>> start SOURCE PASSAGE

To date, the group has financed its purchases with the personal funds of its three partners: Chip Pieper, John Stevens and Jean-Marc Krikorian. Service Equity is now raising a fund of up to $50 million to help it make future acquisitions, Stevens said.

“Our mantra is 40 (companies) in five years,” Pieper said. “We’re aggressive and bullish on what we can do in this particular space. We’re almost a quarter of the way there.”

After a fund has been raised, Service Equity will focus on using technology in the financial services sector, Pieper said.

For example, 1003 Goldmine, one of Service Equity’s portfolio companies, is developing unique software that will enable loan originators to aggregate financial information from applicants to determine the types of life insurance, annuity or mortgage term insurance might be most appropriate for them. 1003 Goldmine is now finalizing the product design, and it will likely roll out by the fourth quarter of this year.

“The fund will center on innovation in the financial services sector, leveraging IP technology and financial services that differentiates our services,” Pieper said.

Service Equity will invest between $1 million and $5 million in equity with each acquisition. The group will look to purchase privately held companies, divisions of larger firms or fund recapitalizations of privately held or family companies.

Milwaukee’s strong tie to the financial services sector makes it a perfect home for a private equity group with Service Equity’s focus, Pieper said.

“One of the key things is that Milwaukee is like one of the best kept secrets within the financial services sector,” he said.

Pieper, Stevens and Krikorian do not have experience in private equity or investment banking, but they say their experiences in the financial services and technology fields give them a unique perspective in the niche they want to build.

Service Equity is negotiating with several firms it may acquire, which would complement the existing financial services firms it currently has, Pieper said. The company is most interested in adding an accounting firm to its services, he said.

“Acquisitions are like enablers, to get us to the next levels of leveraging our other businesses,” Krikorian said.

>> end SOURCE PASSAGE
>> start ENTRIES PROVIDED

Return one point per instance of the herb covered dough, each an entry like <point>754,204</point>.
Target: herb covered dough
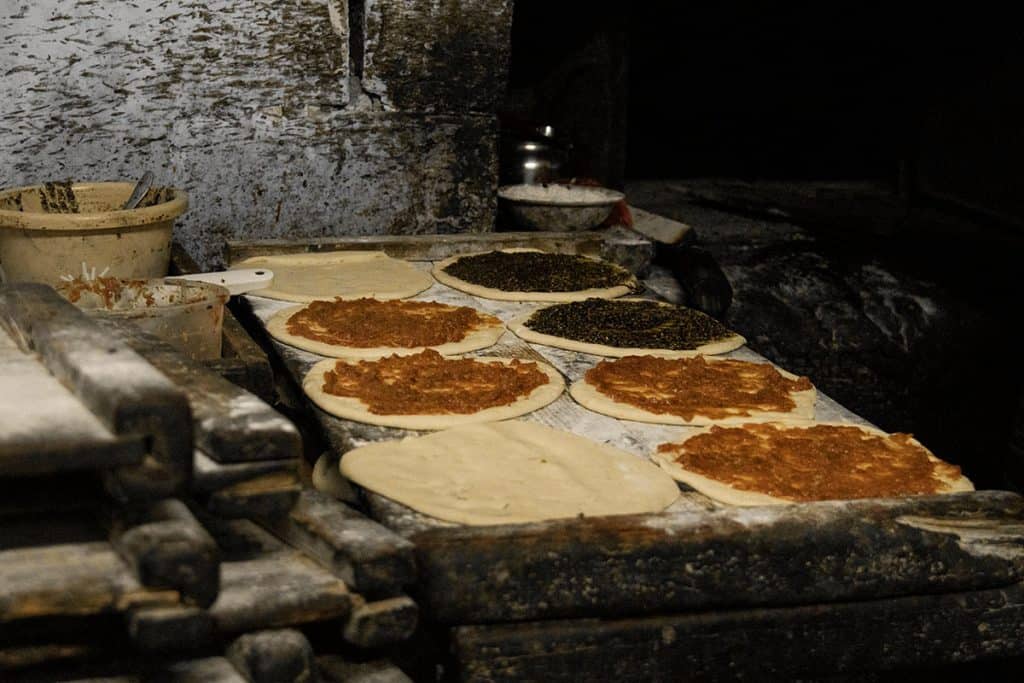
<point>626,327</point>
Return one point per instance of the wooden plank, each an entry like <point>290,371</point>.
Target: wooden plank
<point>761,644</point>
<point>204,670</point>
<point>210,476</point>
<point>166,547</point>
<point>381,623</point>
<point>230,424</point>
<point>164,630</point>
<point>51,494</point>
<point>33,441</point>
<point>282,655</point>
<point>25,656</point>
<point>264,496</point>
<point>207,670</point>
<point>64,580</point>
<point>276,590</point>
<point>121,389</point>
<point>367,556</point>
<point>617,245</point>
<point>799,554</point>
<point>335,669</point>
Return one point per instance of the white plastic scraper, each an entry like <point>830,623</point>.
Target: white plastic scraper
<point>237,282</point>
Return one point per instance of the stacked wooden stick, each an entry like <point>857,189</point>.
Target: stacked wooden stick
<point>153,524</point>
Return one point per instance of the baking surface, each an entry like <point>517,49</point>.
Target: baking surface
<point>636,437</point>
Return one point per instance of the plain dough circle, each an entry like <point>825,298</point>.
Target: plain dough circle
<point>491,293</point>
<point>477,338</point>
<point>726,494</point>
<point>518,326</point>
<point>348,274</point>
<point>588,396</point>
<point>509,472</point>
<point>353,409</point>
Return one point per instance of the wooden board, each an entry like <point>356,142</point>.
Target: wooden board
<point>264,584</point>
<point>123,391</point>
<point>787,643</point>
<point>733,557</point>
<point>230,424</point>
<point>33,440</point>
<point>367,556</point>
<point>697,554</point>
<point>69,580</point>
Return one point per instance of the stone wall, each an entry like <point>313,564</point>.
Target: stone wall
<point>281,118</point>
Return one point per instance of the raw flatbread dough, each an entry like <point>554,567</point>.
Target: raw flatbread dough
<point>588,396</point>
<point>492,293</point>
<point>518,326</point>
<point>478,338</point>
<point>348,274</point>
<point>353,409</point>
<point>509,472</point>
<point>726,494</point>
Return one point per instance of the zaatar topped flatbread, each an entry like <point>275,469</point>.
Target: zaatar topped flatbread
<point>430,391</point>
<point>526,274</point>
<point>372,329</point>
<point>626,327</point>
<point>777,464</point>
<point>694,390</point>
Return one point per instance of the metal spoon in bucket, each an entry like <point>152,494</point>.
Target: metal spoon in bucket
<point>236,282</point>
<point>141,187</point>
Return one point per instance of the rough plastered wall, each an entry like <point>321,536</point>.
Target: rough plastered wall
<point>281,118</point>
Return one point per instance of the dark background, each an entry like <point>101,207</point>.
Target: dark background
<point>891,139</point>
<point>801,90</point>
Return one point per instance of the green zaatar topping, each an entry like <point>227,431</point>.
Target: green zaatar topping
<point>537,271</point>
<point>629,325</point>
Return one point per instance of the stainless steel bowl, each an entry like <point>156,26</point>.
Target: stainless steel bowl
<point>558,208</point>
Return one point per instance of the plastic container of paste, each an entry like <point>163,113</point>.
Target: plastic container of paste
<point>186,314</point>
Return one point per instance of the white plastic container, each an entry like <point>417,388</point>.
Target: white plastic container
<point>188,315</point>
<point>56,229</point>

>> end ENTRIES PROVIDED

Answer from the Service Equity article:
(a) Up to what amount is Service Equity raising a fund?
(b) How much equity will the group invest with each acquisition?
(c) What kind of firm is the company most interested in adding to its services?
Rely only on the Service Equity article.

(a) Up to $50 million.
(b) Between $1 million and $5 million.
(c) An accounting firm.